▶ **BRIEF**: Set down, exactly as they appear, the line containing "of the white" and all subsequent lines through the end of the material below.

▶ **GIVEN DATA**:
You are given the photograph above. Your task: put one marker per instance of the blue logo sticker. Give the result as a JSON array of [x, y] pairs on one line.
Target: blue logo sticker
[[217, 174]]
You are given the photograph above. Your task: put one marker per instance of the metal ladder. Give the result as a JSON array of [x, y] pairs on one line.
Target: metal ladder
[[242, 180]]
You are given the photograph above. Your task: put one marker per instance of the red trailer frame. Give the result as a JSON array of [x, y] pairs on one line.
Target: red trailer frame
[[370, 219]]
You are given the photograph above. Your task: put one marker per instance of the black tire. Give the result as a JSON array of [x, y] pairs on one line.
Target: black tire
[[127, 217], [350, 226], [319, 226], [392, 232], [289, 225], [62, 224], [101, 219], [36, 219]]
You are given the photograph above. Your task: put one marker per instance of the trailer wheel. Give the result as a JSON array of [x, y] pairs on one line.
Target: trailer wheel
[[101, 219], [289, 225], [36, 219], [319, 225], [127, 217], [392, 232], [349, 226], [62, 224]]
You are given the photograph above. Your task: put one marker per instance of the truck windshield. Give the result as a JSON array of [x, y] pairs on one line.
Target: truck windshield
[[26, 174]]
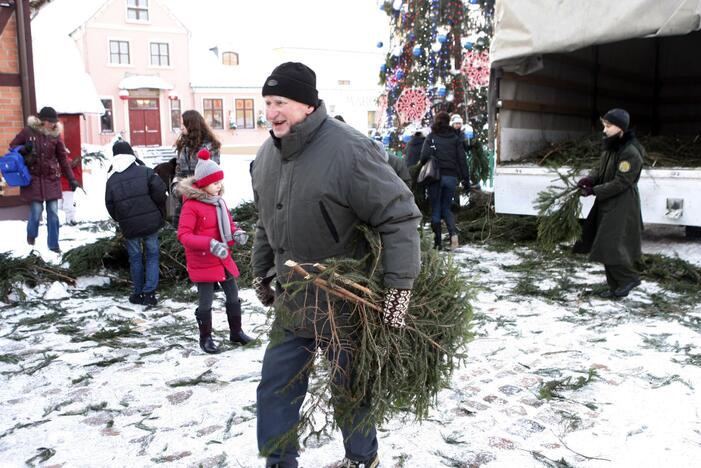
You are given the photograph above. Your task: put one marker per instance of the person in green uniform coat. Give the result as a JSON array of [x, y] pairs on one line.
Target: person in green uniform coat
[[612, 231]]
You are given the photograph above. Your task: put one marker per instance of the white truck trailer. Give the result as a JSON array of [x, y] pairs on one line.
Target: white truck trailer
[[557, 66]]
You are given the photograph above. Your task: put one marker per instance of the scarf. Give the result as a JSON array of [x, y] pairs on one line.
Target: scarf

▶ **TASK SOLUTION**:
You are given the photograph above. Your task: put one marker per instance of the white truck trailer. Give the result as a JSON array of [x, y] pairs on one line.
Target: white truck trailer
[[557, 66]]
You are given the photograph above. Your task: put one marker per instance of the scarf. Give the result as a JSON array of [x, y] pairs on one line.
Target: scarf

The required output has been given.